**DIRECTIONS FOR THIS TASK:**
Return every line of the rows that contains the word "grass", copying each line in full.

____ DATA LINES

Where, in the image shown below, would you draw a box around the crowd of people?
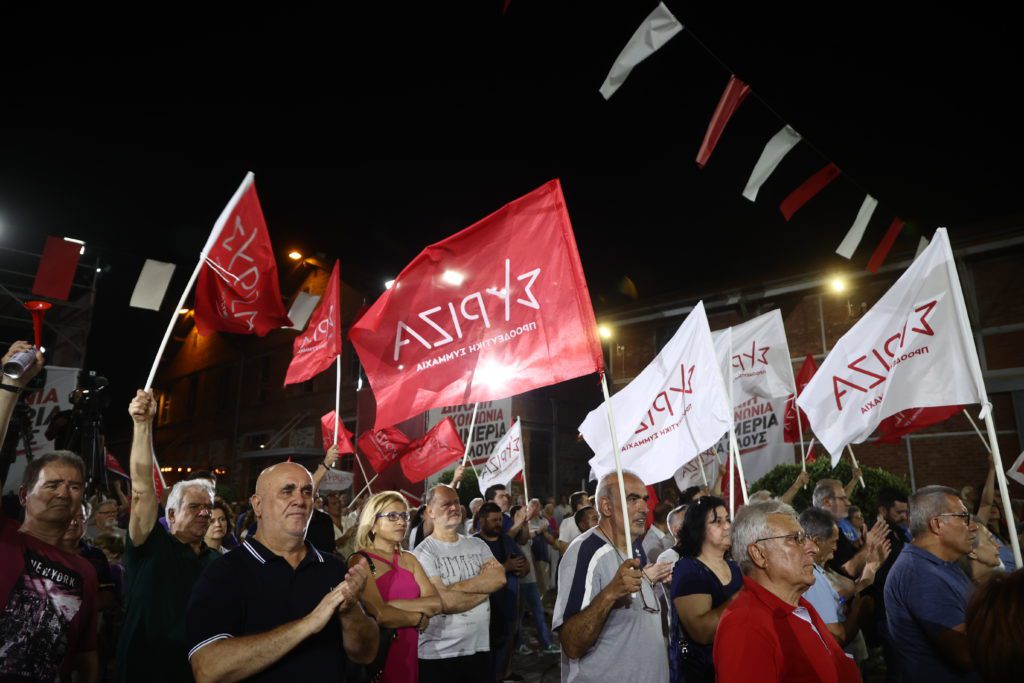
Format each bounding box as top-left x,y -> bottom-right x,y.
0,342 -> 1024,683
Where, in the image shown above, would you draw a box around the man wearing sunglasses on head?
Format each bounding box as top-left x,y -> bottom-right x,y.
885,486 -> 980,683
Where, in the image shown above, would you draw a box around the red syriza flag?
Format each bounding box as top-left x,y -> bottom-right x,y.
782,353 -> 818,443
879,405 -> 964,443
349,179 -> 604,427
196,173 -> 292,337
285,261 -> 341,386
398,418 -> 466,483
359,427 -> 412,474
321,411 -> 355,453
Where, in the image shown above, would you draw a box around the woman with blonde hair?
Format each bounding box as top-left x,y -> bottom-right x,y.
348,490 -> 441,683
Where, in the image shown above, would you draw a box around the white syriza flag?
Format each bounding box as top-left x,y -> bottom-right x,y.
797,227 -> 988,466
712,308 -> 797,402
580,301 -> 730,484
476,418 -> 523,495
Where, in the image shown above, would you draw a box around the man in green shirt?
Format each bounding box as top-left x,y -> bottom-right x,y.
117,390 -> 219,683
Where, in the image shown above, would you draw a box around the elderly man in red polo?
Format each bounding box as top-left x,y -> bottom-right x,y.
714,501 -> 860,683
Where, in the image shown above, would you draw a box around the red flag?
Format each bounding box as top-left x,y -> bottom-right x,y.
398,418 -> 466,483
32,237 -> 82,301
778,162 -> 839,220
879,405 -> 964,443
697,76 -> 751,168
867,217 -> 903,272
196,174 -> 292,337
349,180 -> 604,427
285,261 -> 341,385
782,353 -> 818,443
359,427 -> 411,473
321,411 -> 355,453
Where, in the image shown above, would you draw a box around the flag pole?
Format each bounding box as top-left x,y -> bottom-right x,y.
455,401 -> 480,488
846,443 -> 867,488
601,371 -> 634,559
143,171 -> 256,391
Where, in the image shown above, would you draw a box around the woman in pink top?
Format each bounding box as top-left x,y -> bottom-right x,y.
349,490 -> 441,683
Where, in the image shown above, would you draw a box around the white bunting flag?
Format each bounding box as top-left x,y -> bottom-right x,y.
797,228 -> 987,465
1007,451 -> 1024,485
743,126 -> 800,202
128,258 -> 174,310
712,308 -> 797,403
580,301 -> 730,484
476,418 -> 523,495
601,2 -> 683,99
836,195 -> 879,258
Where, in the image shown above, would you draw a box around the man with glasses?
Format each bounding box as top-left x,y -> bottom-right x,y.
117,390 -> 220,682
552,472 -> 672,683
812,479 -> 889,581
885,486 -> 979,683
714,501 -> 860,683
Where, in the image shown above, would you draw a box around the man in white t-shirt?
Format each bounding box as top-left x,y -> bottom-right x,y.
413,484 -> 505,683
558,490 -> 590,557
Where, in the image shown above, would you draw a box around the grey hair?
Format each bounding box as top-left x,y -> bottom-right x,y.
812,479 -> 843,508
165,479 -> 217,518
732,501 -> 798,574
800,508 -> 836,541
423,483 -> 458,508
909,484 -> 959,539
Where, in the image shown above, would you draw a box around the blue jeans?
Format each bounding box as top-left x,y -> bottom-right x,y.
515,583 -> 551,647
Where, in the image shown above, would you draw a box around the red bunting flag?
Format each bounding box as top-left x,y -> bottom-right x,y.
782,353 -> 818,443
697,76 -> 751,168
321,411 -> 355,454
398,418 -> 466,483
285,261 -> 341,386
879,405 -> 964,443
32,237 -> 82,301
778,162 -> 840,220
359,427 -> 412,473
867,217 -> 903,273
349,179 -> 604,427
196,174 -> 291,337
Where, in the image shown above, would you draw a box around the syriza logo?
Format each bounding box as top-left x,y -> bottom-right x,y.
393,259 -> 541,370
833,299 -> 939,413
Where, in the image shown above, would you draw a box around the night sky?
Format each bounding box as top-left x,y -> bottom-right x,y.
0,0 -> 1024,411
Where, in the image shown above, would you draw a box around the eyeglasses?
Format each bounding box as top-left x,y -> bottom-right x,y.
754,531 -> 814,546
377,511 -> 409,524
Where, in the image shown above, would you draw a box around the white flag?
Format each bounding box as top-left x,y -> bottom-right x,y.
601,2 -> 683,99
476,418 -> 523,496
580,301 -> 729,484
743,126 -> 800,202
712,308 -> 797,403
128,258 -> 177,312
836,195 -> 879,258
797,227 -> 988,465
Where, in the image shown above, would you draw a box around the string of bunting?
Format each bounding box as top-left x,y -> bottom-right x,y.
600,2 -> 928,273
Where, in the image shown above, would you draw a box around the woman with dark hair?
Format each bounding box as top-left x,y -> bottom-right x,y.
669,496 -> 743,683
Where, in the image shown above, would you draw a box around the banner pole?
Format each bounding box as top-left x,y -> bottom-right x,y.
964,408 -> 992,454
601,372 -> 634,559
846,443 -> 867,488
455,401 -> 480,488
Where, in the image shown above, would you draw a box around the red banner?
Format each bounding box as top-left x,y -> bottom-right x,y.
285,261 -> 341,386
196,174 -> 291,337
782,353 -> 818,443
359,427 -> 411,473
879,405 -> 964,443
398,418 -> 466,483
349,180 -> 603,426
321,411 -> 355,454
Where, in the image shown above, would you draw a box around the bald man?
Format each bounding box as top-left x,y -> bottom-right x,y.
185,463 -> 378,681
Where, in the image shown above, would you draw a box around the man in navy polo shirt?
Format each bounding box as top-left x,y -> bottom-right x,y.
885,486 -> 979,683
185,463 -> 378,682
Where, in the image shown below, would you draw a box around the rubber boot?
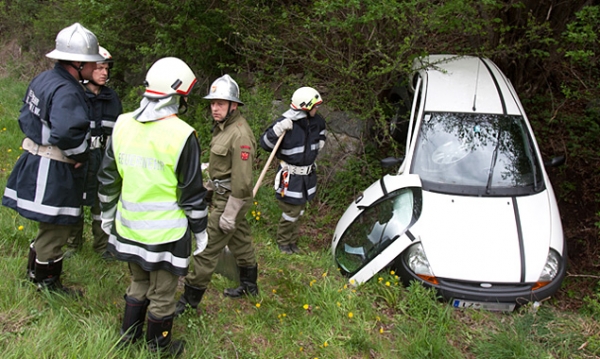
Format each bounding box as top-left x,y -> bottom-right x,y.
173,284 -> 206,317
119,295 -> 150,346
223,265 -> 258,298
27,241 -> 36,283
146,313 -> 185,356
35,259 -> 83,297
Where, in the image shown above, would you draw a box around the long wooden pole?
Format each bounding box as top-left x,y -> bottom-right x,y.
252,132 -> 285,197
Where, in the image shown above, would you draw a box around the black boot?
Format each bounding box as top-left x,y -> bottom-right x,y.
119,295 -> 150,345
35,259 -> 83,297
27,241 -> 36,283
146,313 -> 184,356
173,284 -> 206,317
223,265 -> 258,298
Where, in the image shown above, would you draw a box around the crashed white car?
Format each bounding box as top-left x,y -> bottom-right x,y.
332,55 -> 567,311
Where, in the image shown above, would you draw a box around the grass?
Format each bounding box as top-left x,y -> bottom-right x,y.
0,74 -> 600,359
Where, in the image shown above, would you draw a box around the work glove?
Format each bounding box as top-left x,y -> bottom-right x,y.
100,206 -> 117,235
273,117 -> 294,137
204,180 -> 215,203
219,196 -> 246,234
194,230 -> 208,256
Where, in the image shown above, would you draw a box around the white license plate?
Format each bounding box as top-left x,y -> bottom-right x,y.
452,299 -> 515,312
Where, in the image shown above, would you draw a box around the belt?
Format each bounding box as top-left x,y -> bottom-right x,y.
211,178 -> 231,194
281,161 -> 314,176
21,137 -> 77,164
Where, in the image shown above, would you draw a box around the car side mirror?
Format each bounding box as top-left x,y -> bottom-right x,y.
544,156 -> 565,167
380,157 -> 404,168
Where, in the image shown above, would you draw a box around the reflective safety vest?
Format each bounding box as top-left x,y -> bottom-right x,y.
113,113 -> 194,244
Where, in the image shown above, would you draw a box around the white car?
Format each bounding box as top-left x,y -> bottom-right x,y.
332,55 -> 567,311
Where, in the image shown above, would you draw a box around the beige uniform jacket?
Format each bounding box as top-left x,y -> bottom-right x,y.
208,109 -> 256,200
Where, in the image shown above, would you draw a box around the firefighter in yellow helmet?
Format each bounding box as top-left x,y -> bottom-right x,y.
176,75 -> 258,314
98,57 -> 208,355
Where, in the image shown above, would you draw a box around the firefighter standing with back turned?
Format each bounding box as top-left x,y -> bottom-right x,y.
98,57 -> 208,355
2,23 -> 104,295
260,87 -> 326,254
175,75 -> 258,315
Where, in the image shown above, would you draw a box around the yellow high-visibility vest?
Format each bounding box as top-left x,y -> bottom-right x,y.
113,113 -> 194,244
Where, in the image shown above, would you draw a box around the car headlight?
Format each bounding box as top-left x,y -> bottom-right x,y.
537,249 -> 560,288
404,243 -> 438,284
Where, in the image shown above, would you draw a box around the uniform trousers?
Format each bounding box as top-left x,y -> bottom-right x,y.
277,200 -> 306,246
185,192 -> 256,288
127,263 -> 179,318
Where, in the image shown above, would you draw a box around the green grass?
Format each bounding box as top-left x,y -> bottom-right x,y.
0,74 -> 600,359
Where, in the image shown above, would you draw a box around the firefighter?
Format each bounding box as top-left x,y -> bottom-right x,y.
175,75 -> 258,315
98,57 -> 208,356
2,23 -> 104,295
69,46 -> 123,260
260,87 -> 326,254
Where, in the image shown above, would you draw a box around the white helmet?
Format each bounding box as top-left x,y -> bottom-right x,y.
144,57 -> 197,98
204,75 -> 244,106
290,87 -> 323,111
46,22 -> 104,62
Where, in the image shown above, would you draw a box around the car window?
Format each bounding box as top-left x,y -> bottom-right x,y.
335,188 -> 421,275
411,113 -> 544,196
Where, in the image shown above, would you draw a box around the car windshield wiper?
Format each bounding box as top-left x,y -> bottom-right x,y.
485,130 -> 502,194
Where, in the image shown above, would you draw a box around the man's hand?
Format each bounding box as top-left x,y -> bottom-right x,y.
273,118 -> 294,137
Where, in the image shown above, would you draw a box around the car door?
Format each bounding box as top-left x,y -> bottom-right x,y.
332,175 -> 422,284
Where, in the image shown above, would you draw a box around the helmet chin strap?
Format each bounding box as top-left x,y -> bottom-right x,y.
69,62 -> 85,81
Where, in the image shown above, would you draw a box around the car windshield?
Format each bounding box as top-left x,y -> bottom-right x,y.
411,113 -> 544,196
335,188 -> 421,275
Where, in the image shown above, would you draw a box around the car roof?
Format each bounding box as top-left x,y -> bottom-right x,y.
413,55 -> 522,115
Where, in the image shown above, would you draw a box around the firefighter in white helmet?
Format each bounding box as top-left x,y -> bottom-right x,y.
175,75 -> 258,314
68,46 -> 123,260
98,57 -> 208,355
2,23 -> 104,295
260,87 -> 326,254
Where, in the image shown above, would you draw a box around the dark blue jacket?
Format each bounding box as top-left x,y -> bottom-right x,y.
260,114 -> 325,205
2,63 -> 90,225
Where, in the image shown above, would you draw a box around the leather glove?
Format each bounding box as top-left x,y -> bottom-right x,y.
204,180 -> 215,203
194,230 -> 208,255
219,196 -> 246,233
273,117 -> 294,137
100,206 -> 117,235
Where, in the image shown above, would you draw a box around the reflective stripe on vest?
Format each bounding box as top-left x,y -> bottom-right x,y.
113,114 -> 194,244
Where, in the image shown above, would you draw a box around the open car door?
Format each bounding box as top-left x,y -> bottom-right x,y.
332,174 -> 422,284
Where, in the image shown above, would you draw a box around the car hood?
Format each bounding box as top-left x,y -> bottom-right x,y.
411,191 -> 562,283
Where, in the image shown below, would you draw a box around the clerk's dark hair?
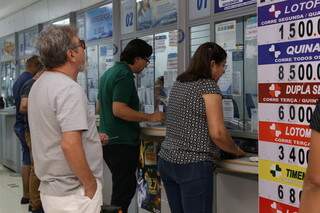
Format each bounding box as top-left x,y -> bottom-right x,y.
177,42 -> 227,82
120,38 -> 152,65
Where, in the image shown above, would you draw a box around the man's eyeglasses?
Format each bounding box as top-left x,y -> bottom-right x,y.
143,57 -> 150,65
71,40 -> 86,50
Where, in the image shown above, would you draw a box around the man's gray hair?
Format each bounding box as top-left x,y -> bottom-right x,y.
37,25 -> 77,69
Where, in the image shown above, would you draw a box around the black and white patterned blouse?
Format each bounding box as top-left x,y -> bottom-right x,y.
159,79 -> 221,164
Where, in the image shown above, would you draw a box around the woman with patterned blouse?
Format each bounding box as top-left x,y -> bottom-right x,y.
158,42 -> 245,213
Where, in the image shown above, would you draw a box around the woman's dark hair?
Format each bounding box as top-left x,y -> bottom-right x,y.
120,39 -> 152,65
177,42 -> 227,82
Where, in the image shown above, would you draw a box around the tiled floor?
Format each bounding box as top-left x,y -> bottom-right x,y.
0,164 -> 28,213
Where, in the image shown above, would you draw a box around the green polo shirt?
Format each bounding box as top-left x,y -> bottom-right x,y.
98,62 -> 140,146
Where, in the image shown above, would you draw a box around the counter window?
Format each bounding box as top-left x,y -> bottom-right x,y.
190,24 -> 210,57
215,16 -> 257,133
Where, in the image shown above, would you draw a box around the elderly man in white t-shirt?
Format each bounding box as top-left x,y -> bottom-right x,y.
28,26 -> 103,213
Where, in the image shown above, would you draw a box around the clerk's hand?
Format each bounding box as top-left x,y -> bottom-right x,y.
83,179 -> 98,199
148,112 -> 166,122
99,133 -> 109,145
236,148 -> 246,158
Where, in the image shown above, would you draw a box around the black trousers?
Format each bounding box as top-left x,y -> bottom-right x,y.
103,144 -> 139,213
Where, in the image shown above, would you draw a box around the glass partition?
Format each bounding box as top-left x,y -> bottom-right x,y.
190,24 -> 210,57
215,16 -> 257,134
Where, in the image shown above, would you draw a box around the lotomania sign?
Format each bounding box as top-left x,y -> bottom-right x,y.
258,0 -> 320,26
258,39 -> 320,65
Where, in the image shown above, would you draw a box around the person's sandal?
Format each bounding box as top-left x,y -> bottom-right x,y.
20,197 -> 29,205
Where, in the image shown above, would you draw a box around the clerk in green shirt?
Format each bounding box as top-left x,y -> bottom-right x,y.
98,39 -> 164,213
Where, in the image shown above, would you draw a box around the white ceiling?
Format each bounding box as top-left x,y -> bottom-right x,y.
0,0 -> 39,19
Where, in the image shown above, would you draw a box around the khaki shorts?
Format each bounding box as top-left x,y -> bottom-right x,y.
40,180 -> 102,213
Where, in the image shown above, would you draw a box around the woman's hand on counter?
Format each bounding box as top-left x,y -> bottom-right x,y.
236,146 -> 246,158
148,112 -> 166,122
99,133 -> 109,145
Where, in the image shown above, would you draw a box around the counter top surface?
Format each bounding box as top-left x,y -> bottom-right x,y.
218,155 -> 258,175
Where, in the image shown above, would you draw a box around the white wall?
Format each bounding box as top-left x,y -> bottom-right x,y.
0,0 -> 103,38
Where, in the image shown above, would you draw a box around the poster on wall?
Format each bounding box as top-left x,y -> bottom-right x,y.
137,140 -> 161,213
24,28 -> 38,55
137,0 -> 177,30
85,3 -> 112,41
121,0 -> 136,34
87,46 -> 99,103
18,32 -> 25,57
0,35 -> 16,61
216,20 -> 237,50
77,15 -> 86,40
188,0 -> 212,20
214,0 -> 257,13
258,0 -> 320,213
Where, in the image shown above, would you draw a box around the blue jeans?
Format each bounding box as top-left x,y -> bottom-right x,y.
14,126 -> 31,166
158,158 -> 214,213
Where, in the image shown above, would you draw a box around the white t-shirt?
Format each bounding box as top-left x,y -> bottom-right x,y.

________

**EXERCISE RESPONSE:**
Where, in the image shown above, would you draw a box around the grass?
Where, in the image shown above, would you draw a box around the green grass?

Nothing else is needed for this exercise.